>> Begin Given data

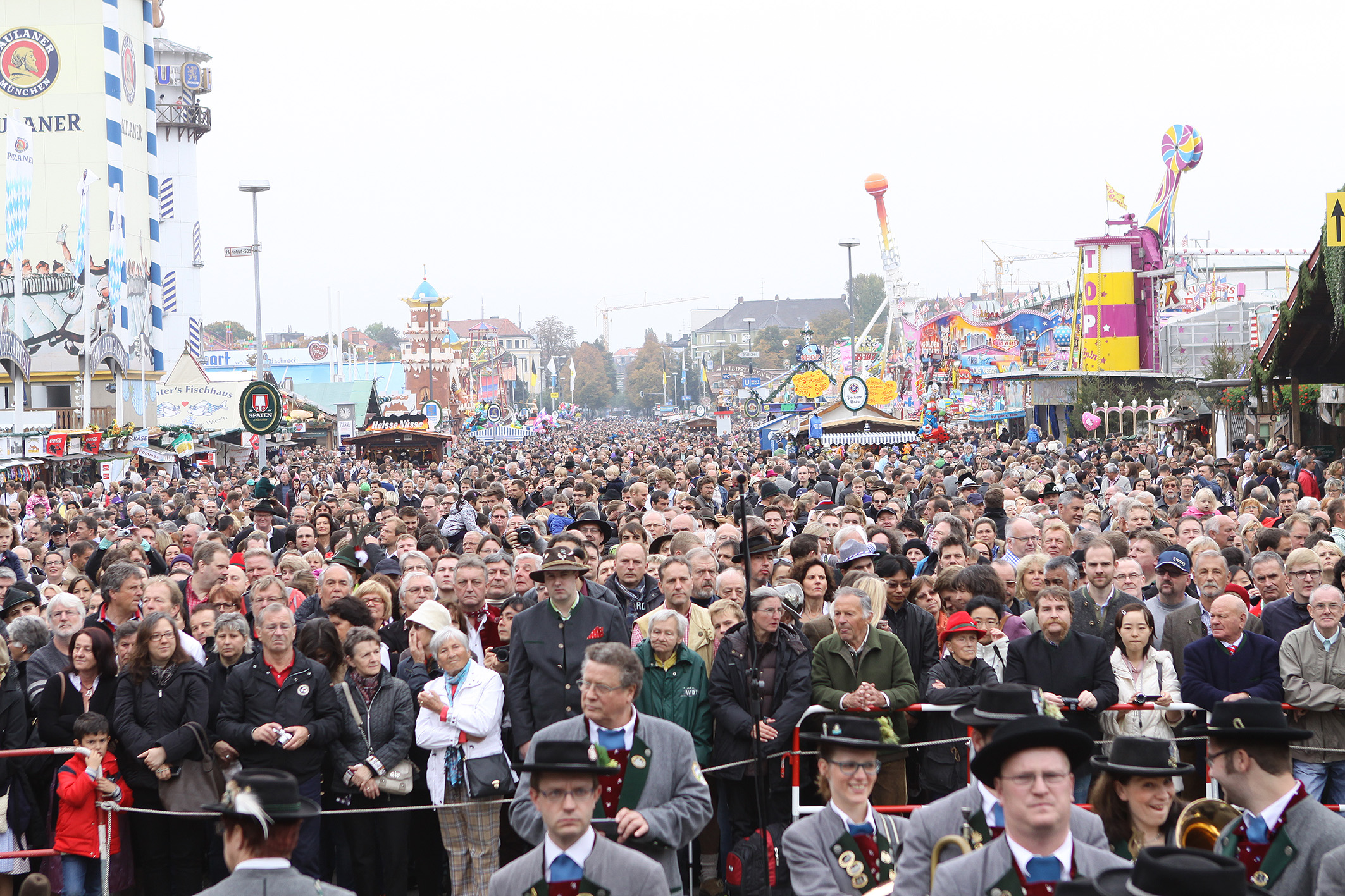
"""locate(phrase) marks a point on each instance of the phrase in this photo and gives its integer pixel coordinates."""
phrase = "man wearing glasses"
(655, 793)
(1310, 659)
(279, 711)
(1305, 574)
(562, 781)
(1028, 769)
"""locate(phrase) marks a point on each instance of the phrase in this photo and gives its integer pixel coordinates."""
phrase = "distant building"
(518, 346)
(622, 359)
(731, 327)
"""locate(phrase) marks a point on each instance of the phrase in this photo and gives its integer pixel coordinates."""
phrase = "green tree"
(554, 338)
(220, 329)
(770, 341)
(646, 375)
(869, 293)
(592, 387)
(383, 335)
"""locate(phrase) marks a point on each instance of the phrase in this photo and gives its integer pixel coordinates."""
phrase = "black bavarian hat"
(756, 544)
(1172, 871)
(1000, 703)
(1250, 719)
(849, 730)
(1026, 734)
(1145, 757)
(567, 755)
(592, 519)
(267, 790)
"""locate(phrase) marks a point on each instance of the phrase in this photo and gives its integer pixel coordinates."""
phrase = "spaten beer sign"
(260, 407)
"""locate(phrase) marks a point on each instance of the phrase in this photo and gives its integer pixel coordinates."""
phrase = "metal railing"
(194, 120)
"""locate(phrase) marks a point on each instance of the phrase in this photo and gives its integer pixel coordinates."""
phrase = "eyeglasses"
(599, 687)
(848, 768)
(559, 795)
(1050, 778)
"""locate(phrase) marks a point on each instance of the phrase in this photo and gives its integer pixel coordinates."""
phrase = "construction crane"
(604, 314)
(1001, 264)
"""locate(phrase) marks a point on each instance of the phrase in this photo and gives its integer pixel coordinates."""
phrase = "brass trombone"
(1201, 821)
(962, 841)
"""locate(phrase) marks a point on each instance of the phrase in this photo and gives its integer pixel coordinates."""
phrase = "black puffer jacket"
(252, 699)
(147, 715)
(729, 697)
(389, 721)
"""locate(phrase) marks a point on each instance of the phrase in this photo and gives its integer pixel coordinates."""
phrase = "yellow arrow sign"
(1336, 219)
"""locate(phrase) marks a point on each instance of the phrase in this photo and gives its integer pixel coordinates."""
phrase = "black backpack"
(756, 866)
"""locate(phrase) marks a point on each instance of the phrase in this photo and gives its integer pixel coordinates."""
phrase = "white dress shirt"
(627, 730)
(579, 850)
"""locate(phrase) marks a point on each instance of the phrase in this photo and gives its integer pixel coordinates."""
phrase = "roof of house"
(362, 394)
(504, 326)
(786, 314)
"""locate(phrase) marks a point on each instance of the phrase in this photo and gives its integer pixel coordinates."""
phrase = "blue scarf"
(454, 754)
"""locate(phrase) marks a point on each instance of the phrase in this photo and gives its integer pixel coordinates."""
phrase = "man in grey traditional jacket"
(562, 785)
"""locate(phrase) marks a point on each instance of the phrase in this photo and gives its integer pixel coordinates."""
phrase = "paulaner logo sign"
(28, 63)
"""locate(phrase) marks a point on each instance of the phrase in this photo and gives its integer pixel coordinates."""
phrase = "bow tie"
(611, 739)
(565, 869)
(1040, 868)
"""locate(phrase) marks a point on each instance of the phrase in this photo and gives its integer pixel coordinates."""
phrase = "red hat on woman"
(959, 622)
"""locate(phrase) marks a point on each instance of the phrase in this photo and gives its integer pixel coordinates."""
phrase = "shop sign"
(260, 407)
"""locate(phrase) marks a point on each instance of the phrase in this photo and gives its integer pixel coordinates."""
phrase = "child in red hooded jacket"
(81, 783)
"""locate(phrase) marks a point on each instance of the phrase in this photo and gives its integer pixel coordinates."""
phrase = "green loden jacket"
(881, 661)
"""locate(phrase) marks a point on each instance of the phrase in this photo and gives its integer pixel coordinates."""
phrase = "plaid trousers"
(471, 836)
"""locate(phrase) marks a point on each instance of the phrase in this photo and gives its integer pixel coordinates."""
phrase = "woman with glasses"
(461, 719)
(163, 708)
(848, 847)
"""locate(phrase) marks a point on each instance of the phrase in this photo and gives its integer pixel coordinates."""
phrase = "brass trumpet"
(962, 841)
(1201, 821)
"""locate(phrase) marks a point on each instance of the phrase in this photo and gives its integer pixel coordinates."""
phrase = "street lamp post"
(849, 261)
(750, 321)
(257, 187)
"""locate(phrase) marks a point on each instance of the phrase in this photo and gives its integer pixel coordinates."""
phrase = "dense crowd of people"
(648, 616)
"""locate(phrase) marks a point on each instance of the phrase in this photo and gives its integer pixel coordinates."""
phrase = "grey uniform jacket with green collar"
(670, 790)
(990, 871)
(945, 817)
(611, 871)
(272, 881)
(815, 845)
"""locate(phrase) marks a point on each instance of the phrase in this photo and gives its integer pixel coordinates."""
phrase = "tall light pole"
(849, 262)
(257, 187)
(750, 321)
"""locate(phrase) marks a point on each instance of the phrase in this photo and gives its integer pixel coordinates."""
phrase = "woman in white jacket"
(1141, 670)
(459, 720)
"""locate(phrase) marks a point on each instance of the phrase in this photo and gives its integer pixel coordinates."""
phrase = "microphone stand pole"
(756, 685)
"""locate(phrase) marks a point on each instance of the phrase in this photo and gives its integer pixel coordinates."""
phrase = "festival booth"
(402, 437)
(499, 433)
(868, 426)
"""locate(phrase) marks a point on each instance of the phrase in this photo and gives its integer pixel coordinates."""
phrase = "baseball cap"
(1173, 559)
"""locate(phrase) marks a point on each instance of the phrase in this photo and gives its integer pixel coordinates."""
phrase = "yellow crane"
(1001, 264)
(604, 312)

>> End Given data

Instruction
Extract every line of the material that contains the string "jacket", matching case exactly.

Task result
phrase = "black puffer jacket"
phrase = "man in grey traditional jacket"
phrase = "child in red hooded jacket"
phrase = "green loden jacket"
phrase = "grey uniform jacket with green collar"
phrase = "woman in white jacket"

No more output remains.